▸ LISTED ENTRIES
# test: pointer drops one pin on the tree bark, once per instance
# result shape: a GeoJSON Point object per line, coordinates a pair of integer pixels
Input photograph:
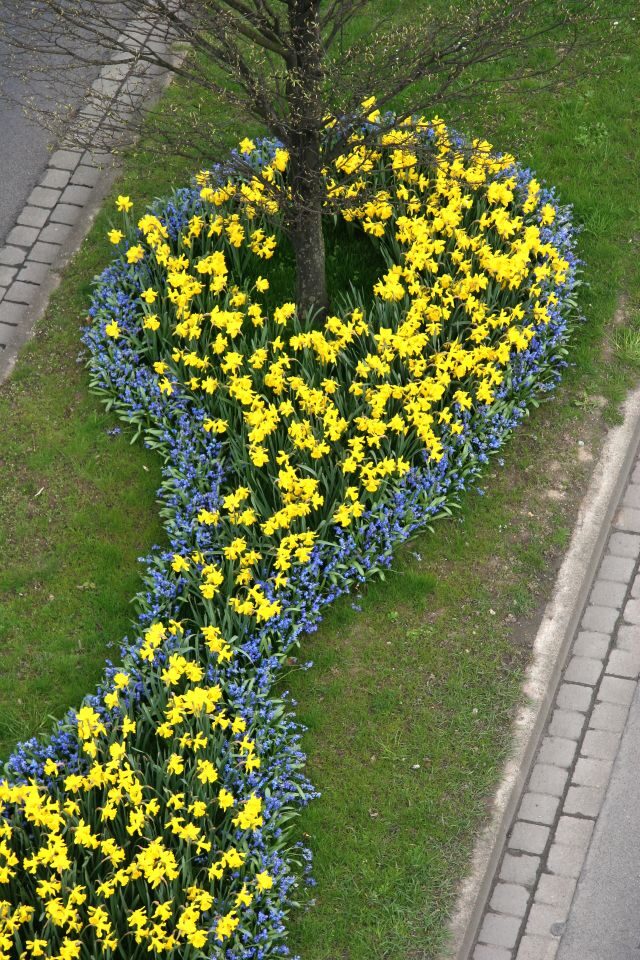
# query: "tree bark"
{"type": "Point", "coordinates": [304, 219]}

▸ TASK OBJECTIVE
Output the whole listing without change. Any picture is to be left out.

▸ EXPECTED ANSWER
# test: pointer drops one pin on the tree bark, once per instance
# result shape: a GeoJSON Point object per line, coordinates a pair of integer pixels
Input photograph:
# query: "tree bark"
{"type": "Point", "coordinates": [304, 219]}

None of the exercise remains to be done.